___ Blok Teks

Berawal dari situ kemudian pada masa itu jamu berkembang pesat karena diteliti dan digunakan di Eropa. Namun setelah mengalami ketenaran, obat tradisional ini sempat mengalami kemunduran kembali ketika muncul obat kimia konvensional secara massal di Eropa.
Namun itu bukanlah sebuah titik akhir dari perkembangan jamu, karena setelah itu banyak dokter Indonesia yang baru lulus dari sekolah-sekolah luar negeri kemudian meneliti lagi obat-obat herbal itu.
Salah satu alasan yang mendasarinya adalah sejarah berkembangnya obat tradisional di Indonesia hingga menjadi ‘rebutan’ bangsa lain pada masa penjajahan. Selain itu juga karena industri jamu sudah ada sejak 1918. Yang artinya sejak itu obat tradisional telah diracik dan dikemas secara modern layaknya obat kimia konvensional.

Kandungan Generos
Selanjutnya sampai penjajahan Jepang obat herbal ini juga masih dipakai. Setelah merdeka sampai tahun 1970-an, semakin banyak industri modern memproduksi jamu.
“Sehingga semakin banyak beredar produk bahan herbal yang tidak hanya jamu gendong saja, tapi sudah diracik dan dikemas secara modern seperti Generos ini,” kata konsultan obat herbal yang juga aktif sebagai anggota Dewan Pakar bidang Kesehatan Ikatan Alumni Program Habibie (IABIE).
Selanjutnya obat tradisional kembali mengalami kemerosotan saat obat kimia konvensional mulai membanjiri pasar farmasi di Indonesia. Kondisi itu terjadi pada tahun 1980-1990an, meskipun pada 1990-an itu pemerintah telah mencanangkan penggalakan penanaman tanaman obat-obatan keluarga (toga) di rumah.
Seperti diketahui pada masa pandemi yang berlangsung sejak 2021 itu para pakar medis di seluruh dunia belum mengetahui secara definitif obat apa yang dapat digunakan untuk menangani Covid-19 itu. Sehingga banyak yang berbondong-bondong untuk memanfaatkan obat herbal, tidak hanya di Indonesia tapi di seluruh dunia menggunakan jamu untuk menangani virus baru tersebut.
Keamanan Jamu untuk Anak-anak
Dokter lulusan Universitas Indonesia yang juga berprofesi sebagai dosen ini menjelaskan anak-anak diperbolehkan mengonsumsi jamu atau obat herbal dengan takaran tertentu yang disesuaikan. Bahkan menurut dia sudah aman sejak diperkenalkan MPASI, yaitu saat berusia enam bulan.
Misalnya buburnya diberikan kunyit sebagai perasa tambahan alami. Karena kunyit juga merupakan salah satu bahan herbal. Rempah-rempah yang diberikan pun bisa divariasikan seperti kayu manis, pala, kapulaga dan sejenisnya.
Kemudian ketika sudah bisa dikenalkan dengan rasa agak spicy bisa dikenalkan dengan jahe, lada dan sebagainya. Ketika bayi sudah berusia sembilan bulan atau satu tahun ke atas bisa diberikan temulawak, karena ini rasanya agak pahit.

______
___ Cuplikan Data

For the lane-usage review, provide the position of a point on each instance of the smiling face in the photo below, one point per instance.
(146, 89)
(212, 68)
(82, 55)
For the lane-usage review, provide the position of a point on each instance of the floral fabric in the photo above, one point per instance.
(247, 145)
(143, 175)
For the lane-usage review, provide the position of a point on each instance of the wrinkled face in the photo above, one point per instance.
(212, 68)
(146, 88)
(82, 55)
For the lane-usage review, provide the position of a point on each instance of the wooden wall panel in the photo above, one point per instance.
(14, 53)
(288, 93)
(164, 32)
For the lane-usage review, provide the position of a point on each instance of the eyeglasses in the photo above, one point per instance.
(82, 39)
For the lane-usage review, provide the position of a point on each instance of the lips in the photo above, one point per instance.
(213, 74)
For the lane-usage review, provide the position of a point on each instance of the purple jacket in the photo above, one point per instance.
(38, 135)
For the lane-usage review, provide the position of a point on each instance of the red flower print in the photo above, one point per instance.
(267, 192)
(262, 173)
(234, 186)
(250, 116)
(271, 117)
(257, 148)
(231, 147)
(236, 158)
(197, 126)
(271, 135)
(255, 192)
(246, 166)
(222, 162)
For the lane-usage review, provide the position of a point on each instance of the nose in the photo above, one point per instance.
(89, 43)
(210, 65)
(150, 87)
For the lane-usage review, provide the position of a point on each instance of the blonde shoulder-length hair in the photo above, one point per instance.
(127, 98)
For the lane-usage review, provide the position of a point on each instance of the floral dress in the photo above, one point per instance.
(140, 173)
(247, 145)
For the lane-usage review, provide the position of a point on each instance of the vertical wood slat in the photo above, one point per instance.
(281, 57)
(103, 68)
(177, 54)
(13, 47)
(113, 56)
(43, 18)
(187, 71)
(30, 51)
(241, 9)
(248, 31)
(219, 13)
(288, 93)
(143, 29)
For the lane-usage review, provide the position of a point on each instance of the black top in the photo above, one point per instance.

______

Petunjuk Pengerjaan
Kembalikan tanpa perubahan bagian teks tentang jamu di antara "Seperti diketahui pada" dan "berusia enam bulan.", termasuk kedua batas tersebut.

Hasil Pengerjaan
Seperti diketahui pada masa pandemi yang berlangsung sejak 2021 itu para pakar medis di seluruh dunia belum mengetahui secara definitif obat apa yang dapat digunakan untuk menangani Covid-19 itu. Sehingga banyak yang berbondong-bondong untuk memanfaatkan obat herbal, tidak hanya di Indonesia tapi di seluruh dunia menggunakan jamu untuk menangani virus baru tersebut.
Keamanan Jamu untuk Anak-anak
Dokter lulusan Universitas Indonesia yang juga berprofesi sebagai dosen ini menjelaskan anak-anak diperbolehkan mengonsumsi jamu atau obat herbal dengan takaran tertentu yang disesuaikan. Bahkan menurut dia sudah aman sejak diperkenalkan MPASI, yaitu saat berusia enam bulan.